## Problem details
Word for word, set down every record that appears below.

## Supplied data

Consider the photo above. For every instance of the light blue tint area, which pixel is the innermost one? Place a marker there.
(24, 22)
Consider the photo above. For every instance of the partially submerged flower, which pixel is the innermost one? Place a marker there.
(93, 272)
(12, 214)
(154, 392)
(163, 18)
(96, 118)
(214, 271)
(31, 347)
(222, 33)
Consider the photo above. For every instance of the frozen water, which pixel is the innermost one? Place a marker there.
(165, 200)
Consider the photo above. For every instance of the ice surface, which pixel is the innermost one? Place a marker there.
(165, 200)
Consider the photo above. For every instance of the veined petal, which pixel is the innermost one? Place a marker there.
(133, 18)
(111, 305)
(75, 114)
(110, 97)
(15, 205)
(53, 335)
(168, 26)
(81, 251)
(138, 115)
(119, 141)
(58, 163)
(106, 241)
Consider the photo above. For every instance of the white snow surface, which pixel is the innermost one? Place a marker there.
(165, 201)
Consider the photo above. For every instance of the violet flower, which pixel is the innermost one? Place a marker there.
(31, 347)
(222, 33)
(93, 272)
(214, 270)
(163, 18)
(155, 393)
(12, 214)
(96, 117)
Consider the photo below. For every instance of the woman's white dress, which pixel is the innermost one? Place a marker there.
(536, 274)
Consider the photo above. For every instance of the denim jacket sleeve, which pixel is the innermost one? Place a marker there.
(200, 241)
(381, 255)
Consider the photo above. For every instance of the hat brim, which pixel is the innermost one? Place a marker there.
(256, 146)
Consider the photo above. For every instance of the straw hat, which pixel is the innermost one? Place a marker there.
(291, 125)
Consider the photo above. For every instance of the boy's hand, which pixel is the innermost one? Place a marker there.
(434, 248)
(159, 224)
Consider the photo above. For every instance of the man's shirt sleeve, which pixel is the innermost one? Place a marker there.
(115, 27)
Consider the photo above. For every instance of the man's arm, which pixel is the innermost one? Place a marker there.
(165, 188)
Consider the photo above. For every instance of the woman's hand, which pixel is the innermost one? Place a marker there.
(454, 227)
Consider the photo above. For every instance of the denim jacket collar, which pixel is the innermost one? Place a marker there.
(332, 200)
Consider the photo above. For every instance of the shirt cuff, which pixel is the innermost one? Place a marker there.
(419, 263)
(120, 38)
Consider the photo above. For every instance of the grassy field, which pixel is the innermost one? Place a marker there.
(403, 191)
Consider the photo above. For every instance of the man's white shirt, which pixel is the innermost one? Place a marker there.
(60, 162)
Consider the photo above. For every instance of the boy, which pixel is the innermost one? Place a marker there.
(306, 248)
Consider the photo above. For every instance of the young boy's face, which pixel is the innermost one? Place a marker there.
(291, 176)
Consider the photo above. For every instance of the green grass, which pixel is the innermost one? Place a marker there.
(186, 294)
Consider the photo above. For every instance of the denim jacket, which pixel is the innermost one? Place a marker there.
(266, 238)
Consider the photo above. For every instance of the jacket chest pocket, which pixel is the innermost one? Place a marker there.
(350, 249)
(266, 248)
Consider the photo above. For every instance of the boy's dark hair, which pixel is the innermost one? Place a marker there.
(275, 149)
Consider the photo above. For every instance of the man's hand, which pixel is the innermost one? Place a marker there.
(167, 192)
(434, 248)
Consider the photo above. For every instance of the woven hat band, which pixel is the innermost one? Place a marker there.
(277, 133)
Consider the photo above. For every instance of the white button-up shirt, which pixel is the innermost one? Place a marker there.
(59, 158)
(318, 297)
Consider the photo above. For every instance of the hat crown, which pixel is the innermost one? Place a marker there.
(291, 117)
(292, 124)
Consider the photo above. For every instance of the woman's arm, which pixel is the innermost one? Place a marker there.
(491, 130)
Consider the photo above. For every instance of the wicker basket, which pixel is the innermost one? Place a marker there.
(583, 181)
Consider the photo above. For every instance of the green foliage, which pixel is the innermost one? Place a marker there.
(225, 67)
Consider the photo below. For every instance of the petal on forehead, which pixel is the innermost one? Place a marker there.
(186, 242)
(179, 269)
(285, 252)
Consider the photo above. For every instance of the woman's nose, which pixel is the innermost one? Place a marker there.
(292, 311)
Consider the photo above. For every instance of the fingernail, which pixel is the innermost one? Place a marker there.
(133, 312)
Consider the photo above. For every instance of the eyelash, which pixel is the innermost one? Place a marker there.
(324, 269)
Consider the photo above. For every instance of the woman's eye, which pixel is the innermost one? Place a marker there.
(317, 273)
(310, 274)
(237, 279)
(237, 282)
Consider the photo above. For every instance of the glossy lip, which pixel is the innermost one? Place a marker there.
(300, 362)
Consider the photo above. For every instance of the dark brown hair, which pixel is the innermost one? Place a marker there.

## Your response
Consider the photo above. For every instance of the light blue tint area, which pixel is the innermost one? Place a marker there.
(24, 22)
Consider the photo above. For every instance of the partially submerged flower, which pixel is the innermost one? Place a marker there.
(93, 272)
(12, 214)
(154, 392)
(163, 18)
(96, 118)
(214, 271)
(31, 347)
(222, 33)
Consider the photo above. For every instance of the frozen water, which pixel is the innermost one? Place a marker there.
(165, 200)
Consider the photo above. For every instance of the ice surface, which pixel is the innermost one? Place a marker there.
(165, 200)
Consider the photo above. For every instance of the veined petal, which pixel is the innermost one? Place a marker there.
(133, 18)
(111, 305)
(75, 114)
(110, 97)
(15, 205)
(53, 335)
(168, 26)
(81, 251)
(138, 115)
(119, 141)
(58, 163)
(106, 241)
Consider the photo above. For every instance of the white snow surface, which pixel is the innermost one? Place a marker there.
(165, 201)
Consider the photo above. For every instance of the violet flower, which pixel is the innermost one? Place a marker there.
(31, 347)
(222, 33)
(93, 272)
(214, 270)
(163, 18)
(155, 393)
(12, 214)
(96, 117)
Consider the photo below. For every instance of the woman's white dress, which pixel is the innermost one? Place a marker there.
(536, 274)
Consider the photo above. For every instance of the denim jacket sleeve, which pixel is the innermost one? Place a marker there.
(200, 241)
(381, 255)
Consider the photo above. For every instance of the hat brim, which pixel is the innermost one? Place a marker there.
(256, 146)
Consider the photo above. For every instance of the straw hat, which pixel is the innermost one? Place a marker there.
(291, 125)
Consider the photo above. For every instance of the boy's hand, which pixel is the innermost one? Place a marker there.
(434, 248)
(159, 224)
Consider the photo above. For every instance of the man's shirt sleeve, which pixel is the innermost one? Place a marker there.
(115, 27)
Consider the photo above. For every instance of the man's arm, which pixel is the innermost one? Place a marker there.
(165, 188)
Consider the photo above. For every instance of the woman's hand, which pixel is the innermost one? Place a marker there.
(454, 227)
Consider the photo above. For every instance of the denim jacket collar, which pixel is the innermost one? Place a marker there.
(332, 200)
Consider the photo above. For every instance of the shirt cuff, which pixel is the innermost one? Place a marker there.
(419, 263)
(120, 38)
Consider the photo above. For every instance of the grassy field, which pixel is the innermost one? Place a marker there.
(403, 191)
Consider the photo above. For every instance of the man's white shirt, which pixel is the innermost one? Place a marker there.
(60, 162)
Consider the photo above. For every instance of the boy, which pixel is the innermost one? Place a marker there.
(306, 248)
Consider the photo above. For every instance of the young boy's face, which pixel is the innermost one? Place a marker there.
(291, 176)
Consider the photo above. For every instance of the green grass, which pixel is the innermost one? Place a marker there.
(186, 294)
Consider the photo above. For every instance of the denim jacket, which pixel is the innermost one? Place a marker there.
(266, 238)
Consider the photo above. For every instance of the jacket chest pocket, which pixel is the innermost one? Place a marker there.
(350, 249)
(266, 248)
Consider the photo above. For every instance of the boy's dark hair, which pixel is the innermost one? Place a marker there.
(275, 149)
Consider the photo above. For every instance of the man's hand, which pixel is the innermost one? Place a marker there.
(167, 192)
(434, 248)
Consider the photo above. For every instance of the woven hat band, which pixel is the innermost one? Place a marker there.
(277, 133)
Consider the photo above. For every instance of the white button-up shirt, which pixel is the innermost one? Place a marker there.
(59, 158)
(318, 297)
Consider the photo above. For every instance of the hat crown, which pixel is the innermost one? Place a marker there.
(291, 117)
(292, 124)
Consider the photo above. For every instance of the woman's arm, which pixel is the innermost one? Place a marker there.
(491, 130)
Consider the photo above. For every instance of the wicker basket, which pixel is the innermost one? Place a marker there.
(583, 181)
Consider the photo above. For every instance of the green foliage, which pixel is the innermost one? Place a marker there.
(225, 67)
Consider the photo below. For every instance of the petal on forehead, which pixel is the innermost one? Place a marker there.
(186, 242)
(179, 269)
(285, 252)
Consider the photo above. For every instance of the woman's nose, which pixel is the innermost one? Place a marker there.
(292, 311)
Consider the photo above. For every instance of the fingernail, which pixel is the innermost one? Place a marker there.
(133, 312)
Consider the photo above. For every instance of the eyelash, which pixel is the innermost one? Place a marker there.
(324, 269)
Consider the photo above. For every instance of the woman's eye, which pixel is the innermost one? Place a marker there.
(317, 273)
(310, 274)
(237, 279)
(237, 282)
Consider the photo above. For every instance of the glossy lip, which pixel is the innermost one? Place a marker there.
(300, 362)
Consider the photo above. For every instance of the dark brown hair, which pixel is the innermost one? Place a marker there.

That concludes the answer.